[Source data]
[BEGIN]

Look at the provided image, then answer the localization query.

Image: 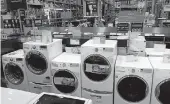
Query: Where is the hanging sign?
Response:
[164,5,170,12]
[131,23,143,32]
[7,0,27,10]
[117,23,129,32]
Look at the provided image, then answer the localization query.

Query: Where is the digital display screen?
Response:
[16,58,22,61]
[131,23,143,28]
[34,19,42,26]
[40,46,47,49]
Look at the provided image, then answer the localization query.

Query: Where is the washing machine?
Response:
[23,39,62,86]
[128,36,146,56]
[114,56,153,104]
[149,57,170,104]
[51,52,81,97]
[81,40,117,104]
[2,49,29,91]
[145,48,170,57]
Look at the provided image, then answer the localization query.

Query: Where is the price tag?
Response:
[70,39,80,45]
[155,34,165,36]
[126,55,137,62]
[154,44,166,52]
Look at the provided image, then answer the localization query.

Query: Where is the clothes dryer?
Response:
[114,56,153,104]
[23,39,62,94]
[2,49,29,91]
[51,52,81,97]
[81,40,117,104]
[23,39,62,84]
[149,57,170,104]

[END]
[BEGIN]

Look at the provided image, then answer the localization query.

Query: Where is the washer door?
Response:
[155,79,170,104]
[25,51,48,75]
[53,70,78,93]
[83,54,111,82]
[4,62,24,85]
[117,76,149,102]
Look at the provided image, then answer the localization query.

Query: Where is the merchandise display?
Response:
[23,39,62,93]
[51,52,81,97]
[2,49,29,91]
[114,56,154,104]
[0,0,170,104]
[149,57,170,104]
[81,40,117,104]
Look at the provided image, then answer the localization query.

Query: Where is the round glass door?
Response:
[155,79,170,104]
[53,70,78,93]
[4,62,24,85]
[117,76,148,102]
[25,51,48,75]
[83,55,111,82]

[END]

Count the lines in the material that contain the word "Where", and reply with only that number.

Task answer: 8